§ AUSGEWÄHLTER TEXT
★ ★ ★ ★ ★

Wer nicht mobil ist, verliert den gesellschaftlichen Anschluss. Kein Wunder, weckt der obligatorische Fahreignungstest, den alle 70-Jährigen erstmals absolvieren müssen, Ängste. Dies zeigte auch ein Podium in Weinfelden.
WEINFELDEN. Eingeladen zum Podium mit dem provokanten Titel «Ü70: Fahrt in die Bevormundung?» hatte Top 60, eine aus der FDP Thurgau hervorgegangene Gruppierung, die sich für eine generationenverträgliche Zukunft einsetzt. Und zu einer solchen gehört nach Ansicht von Top 60 auch, dass Senioren ihre Mobilität möglichst lange beibehalten können. Aus Sicht des Bundes sollte die obligatorische ärztliche Kontrolluntersuchung, die jeder nach dem vollendeten 70. Altersjahr absolvieren muss, ein solches Puzzleteil sein, das zum Erhalt der eigenen Mobilität beiträgt. Doch viele Senioren sehen das anders. Oder wie Moderator René Künzli erklärte: «Wer 70 geworden ist, wird ohne Aufklärung und freien Willen aufgeboten – sofern er den Führerausweis behalten möchte. Dann kann man ihn gleich abschaffen.» Für den Geschäftsführer des Thurgauer Strassenverkehrsamtes, Ernst R. Anderwert, macht der Test Sinn, denn «altersbedingte Krankheiten beeinträchtigen die Fahreignung zunehmend. Und zum Erhalt der Fahreignung müssen nun mal Mindestanforderungen erfüllt sein.» Tatsache sei, dass leistungsmindernde Hirnerkrankungen (Demenz) «nicht in Eigenverantwortung wahrgenommen werden können», so Anderwert. Er wünsche sich jedoch, dass man nicht alle Autofahrer gleich behandle, sondern nur jene zum «Tubeli-Test» schicke, bei denen man «einen Anlass» ausgemacht habe.
Für SP-Nationalrätin Edith Graf-Litscher, Frauenfeld, stellt die Kontrolluntersuchung «keine Strafe, sondern eine Hilfe» dar, denn «sie soll dazu dienen, die Mobilität und Sicherheit so lange wie möglich sicherzustellen. Wenn etwas vorliegt, soll man es sofort behandeln können», so die Bundesparlamentarierin. Ein Aufstocken auf 75 Jahre erachtete Graf-Litscher als ungeeignet: «Dann kann man den Test gleich abschaffen.»
Ihr Ratskollege Markus Hausammann (SVP, Langrickenbach) möchte hingegen «unbedingt an der Eigenverantwortung festhalten». Jeder, der sich nicht mehr hundertprozentig fit fühle, könne doch «schon früher zum Arzt gehen». Ähnlich argumentiert der Regierungsrat in spe, Walter Schönholzer. Er sprach sich dafür aus, weniger obligatorische Kurse – sowohl für Junglenker als auch für die Senioren – durchzuführen, denn «solche Kurse lassen einen denken, dass man es nachher wirklich besser kann – und dann knallt es wirklich, weil man sein Können falsch einschätzt». Einer Altersgrenze-Erhöhung stünde nichts im Wege. «Vor 40 Jahren, als man diese einführte, war man mit 70 wirklich alt. Heute sind jedoch die Senioren fitter, und die Autos werden immer sicherer.»

★ ★ ★ ★ ★

Zeilen aus einem Datensatz
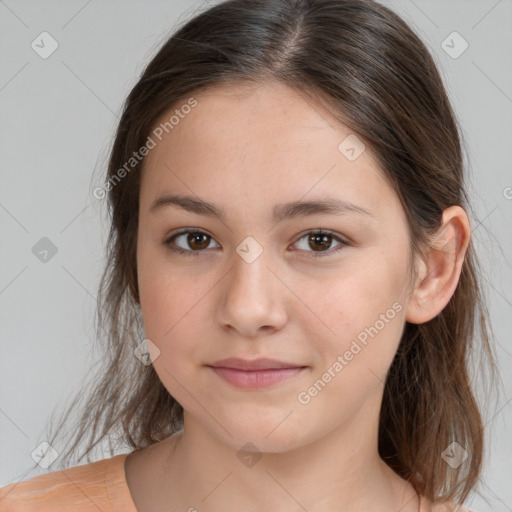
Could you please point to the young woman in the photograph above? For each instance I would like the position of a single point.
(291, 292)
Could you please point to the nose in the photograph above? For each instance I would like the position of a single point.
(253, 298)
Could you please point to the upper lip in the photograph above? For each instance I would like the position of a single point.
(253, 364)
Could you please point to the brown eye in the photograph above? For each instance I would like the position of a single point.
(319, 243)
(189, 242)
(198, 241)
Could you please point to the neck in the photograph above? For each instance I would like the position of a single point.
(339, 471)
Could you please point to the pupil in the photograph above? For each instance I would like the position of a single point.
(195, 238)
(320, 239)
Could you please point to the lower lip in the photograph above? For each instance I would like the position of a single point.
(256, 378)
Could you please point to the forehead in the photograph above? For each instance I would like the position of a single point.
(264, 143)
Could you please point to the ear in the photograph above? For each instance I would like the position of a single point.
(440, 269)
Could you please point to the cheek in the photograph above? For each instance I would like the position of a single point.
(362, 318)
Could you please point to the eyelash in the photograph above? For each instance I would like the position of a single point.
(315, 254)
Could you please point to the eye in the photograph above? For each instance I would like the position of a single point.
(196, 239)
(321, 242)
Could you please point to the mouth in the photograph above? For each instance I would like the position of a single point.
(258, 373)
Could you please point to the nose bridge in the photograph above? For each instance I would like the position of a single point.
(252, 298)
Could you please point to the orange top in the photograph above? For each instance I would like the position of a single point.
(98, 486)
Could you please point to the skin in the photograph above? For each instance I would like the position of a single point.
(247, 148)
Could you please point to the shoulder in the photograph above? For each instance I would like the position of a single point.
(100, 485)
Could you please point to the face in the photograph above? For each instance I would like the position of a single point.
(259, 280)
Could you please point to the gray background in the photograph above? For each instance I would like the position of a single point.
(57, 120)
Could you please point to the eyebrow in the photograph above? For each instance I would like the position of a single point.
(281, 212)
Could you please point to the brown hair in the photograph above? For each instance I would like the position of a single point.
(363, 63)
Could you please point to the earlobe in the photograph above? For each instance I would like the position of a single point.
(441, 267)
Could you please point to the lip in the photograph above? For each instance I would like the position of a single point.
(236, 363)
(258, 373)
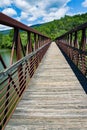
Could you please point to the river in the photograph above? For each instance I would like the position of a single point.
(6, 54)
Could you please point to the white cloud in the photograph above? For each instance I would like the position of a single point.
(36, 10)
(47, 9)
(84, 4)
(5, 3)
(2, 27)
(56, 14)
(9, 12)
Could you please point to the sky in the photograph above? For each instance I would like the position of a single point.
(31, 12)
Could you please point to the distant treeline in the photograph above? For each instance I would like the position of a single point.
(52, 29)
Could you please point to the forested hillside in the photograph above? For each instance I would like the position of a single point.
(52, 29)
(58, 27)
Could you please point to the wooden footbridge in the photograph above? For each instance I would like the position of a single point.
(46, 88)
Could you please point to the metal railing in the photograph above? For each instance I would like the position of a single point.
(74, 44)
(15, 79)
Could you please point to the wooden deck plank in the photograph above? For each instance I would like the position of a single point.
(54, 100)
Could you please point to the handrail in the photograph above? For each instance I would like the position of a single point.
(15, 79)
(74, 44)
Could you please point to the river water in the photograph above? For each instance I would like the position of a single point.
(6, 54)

★ ★ ★ ★ ★

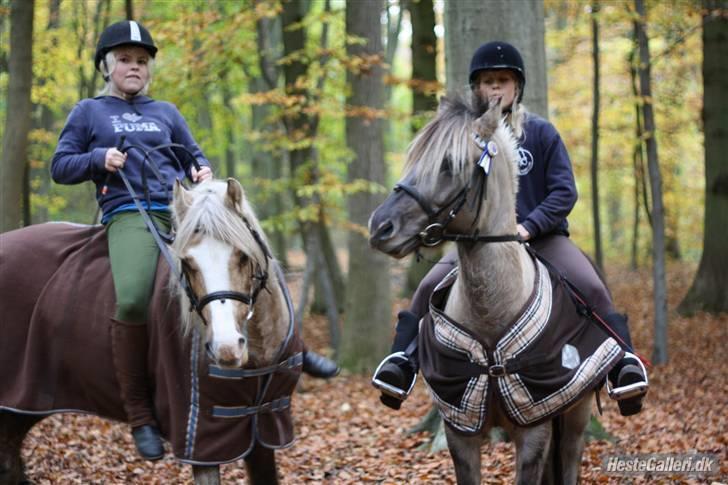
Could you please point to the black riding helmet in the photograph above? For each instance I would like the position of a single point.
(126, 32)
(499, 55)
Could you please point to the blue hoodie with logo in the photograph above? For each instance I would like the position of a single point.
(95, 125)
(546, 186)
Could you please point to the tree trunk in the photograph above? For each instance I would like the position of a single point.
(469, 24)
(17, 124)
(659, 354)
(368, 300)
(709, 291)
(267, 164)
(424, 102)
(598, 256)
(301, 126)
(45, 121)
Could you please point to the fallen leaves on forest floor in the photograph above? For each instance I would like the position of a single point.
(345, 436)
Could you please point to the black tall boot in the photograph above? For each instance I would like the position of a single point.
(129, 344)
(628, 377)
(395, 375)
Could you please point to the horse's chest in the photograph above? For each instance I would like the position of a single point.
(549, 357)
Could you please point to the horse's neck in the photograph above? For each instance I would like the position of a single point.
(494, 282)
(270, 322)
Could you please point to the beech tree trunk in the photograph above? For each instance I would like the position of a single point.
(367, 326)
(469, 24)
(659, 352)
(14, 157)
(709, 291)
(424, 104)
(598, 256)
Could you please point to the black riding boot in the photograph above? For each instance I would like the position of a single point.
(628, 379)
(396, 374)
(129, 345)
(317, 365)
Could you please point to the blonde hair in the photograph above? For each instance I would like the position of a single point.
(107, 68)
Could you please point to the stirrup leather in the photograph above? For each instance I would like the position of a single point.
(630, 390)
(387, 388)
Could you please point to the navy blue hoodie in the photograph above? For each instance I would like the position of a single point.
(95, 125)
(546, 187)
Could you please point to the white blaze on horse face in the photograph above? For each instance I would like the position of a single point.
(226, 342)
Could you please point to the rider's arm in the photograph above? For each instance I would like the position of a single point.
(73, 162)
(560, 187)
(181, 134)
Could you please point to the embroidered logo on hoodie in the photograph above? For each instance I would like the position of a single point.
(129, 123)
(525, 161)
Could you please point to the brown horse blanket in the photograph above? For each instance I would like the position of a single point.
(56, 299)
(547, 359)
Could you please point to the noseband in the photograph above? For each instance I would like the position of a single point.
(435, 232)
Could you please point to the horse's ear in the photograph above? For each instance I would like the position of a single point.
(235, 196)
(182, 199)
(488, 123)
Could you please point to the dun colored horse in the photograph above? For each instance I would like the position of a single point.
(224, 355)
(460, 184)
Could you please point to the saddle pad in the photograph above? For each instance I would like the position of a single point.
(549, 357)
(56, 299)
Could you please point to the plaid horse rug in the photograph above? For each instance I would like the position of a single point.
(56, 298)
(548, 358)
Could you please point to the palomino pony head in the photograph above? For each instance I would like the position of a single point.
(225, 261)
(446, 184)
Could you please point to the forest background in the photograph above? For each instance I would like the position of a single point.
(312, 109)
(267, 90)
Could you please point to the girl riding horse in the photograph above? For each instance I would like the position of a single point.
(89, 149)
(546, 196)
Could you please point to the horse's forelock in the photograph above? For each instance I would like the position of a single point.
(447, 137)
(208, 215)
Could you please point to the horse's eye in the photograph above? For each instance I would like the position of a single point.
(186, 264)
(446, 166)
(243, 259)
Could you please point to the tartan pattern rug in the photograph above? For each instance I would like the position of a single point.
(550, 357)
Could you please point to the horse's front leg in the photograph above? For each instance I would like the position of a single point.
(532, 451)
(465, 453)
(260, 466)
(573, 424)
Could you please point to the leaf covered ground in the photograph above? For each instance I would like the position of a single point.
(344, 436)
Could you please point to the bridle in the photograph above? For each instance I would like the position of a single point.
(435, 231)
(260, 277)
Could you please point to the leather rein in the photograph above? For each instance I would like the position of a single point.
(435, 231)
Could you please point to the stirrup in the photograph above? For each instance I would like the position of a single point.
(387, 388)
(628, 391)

★ ★ ★ ★ ★

§ ARBEITSANWEISUNGEN
A. Beantworte anhand des Artikels zum Fahreignungstest ab 70 diese Fragen:
(i) Welche Gruppierung hatte zum Podium in Weinfelden eingeladen?
(ii) Welcher Partei gehört Nationalrätin Edith Graf-Litscher an?
(iii) Welche Funktion hat Ernst R. Anderwert inne?
B. Gib aus dem Artikel zum Fahreignungstest ab 70 den Abschnitt von „Wer nicht mobil“ bis einschließlich „Podium in Weinfelden.“ wortgetreu wieder.
C. Schreibe den Artikel zum Fahreignungstest ab 70 im Anschluss an seinen letzten Satz fort.
Die Zeilen des Datensatzes sind eigenständiges Material und haben mit dem Text nichts zu tun.

§ ERWARTETE ERGEBNISSE
A.
(i) Top 60, eine aus der FDP Thurgau hervorgegangene Gruppierung.
(ii) Der SP.
(iii) Er ist Geschäftsführer des Thurgauer Strassenverkehrsamtes.

B.
Wer nicht mobil ist, verliert den gesellschaftlichen Anschluss. Kein Wunder, weckt der obligatorische Fahreignungstest, den alle 70-Jährigen erstmals absolvieren müssen, Ängste. Dies zeigte auch ein Podium in Weinfelden.

C.
Ständerätin Brigitte Häberli (CVP, Bichelsee) setzt darauf, dass der Bundesrat das Verkehrssicherheitsprogramm Via Secura «überprüft und Schwächen aufzeigt; beispielsweise auch bei diesen Tests». Auch könnten die Autos heute viel mehr als noch vor vier Dekaden: «Die Einparkhilfen gab es früher genauso wenig wie andere Fahrtechnologieunterstützung, welche für uns heute zuverlässig misst, wann wir wie viel Abstand halten müssen.» Der Neuropsychologe Gianclaudio Casutt gab zu bedenken, dass es in Deutschland keine periodische Fahreignungsprüfung für Senioren gebe, die Unfallquote mit Toten jedoch bei der Ü70-Kategorie in der Schweiz höher sei als in Deutschland. «Das kognitive Screeningverfahren ist – in bezug aufs Autofahren – nicht trennscharf und schon gar nicht auf die gesunden Senioren abgestimmt», kritisierte Casutt.
Gerade hinter sich («für 86.40 Franken») hat Alt-Bezirksgerichtspräsidentin und -Grossratspräsidentin Brigit Hänzi den Fahreignungstest. Ihr Hausarzt habe den Test «sehr genau genommen», doch für sie ist klar: «Wenn man nicht wissenschaftlich nachweisen kann, dass das was bringt, dann darf man es nicht machen.» Sowieso mache der Test wenig Sinn, denn «ich kann die Uhr ablesen und gerade laufen. Und letzteres muss ich im Auto ja nicht, da ich dort sitze. Viele ältere Menschen sind gerade dann gefährdet, wenn sie nicht mehr im Auto sitzen statt umgekehrt», sagte Hänzi.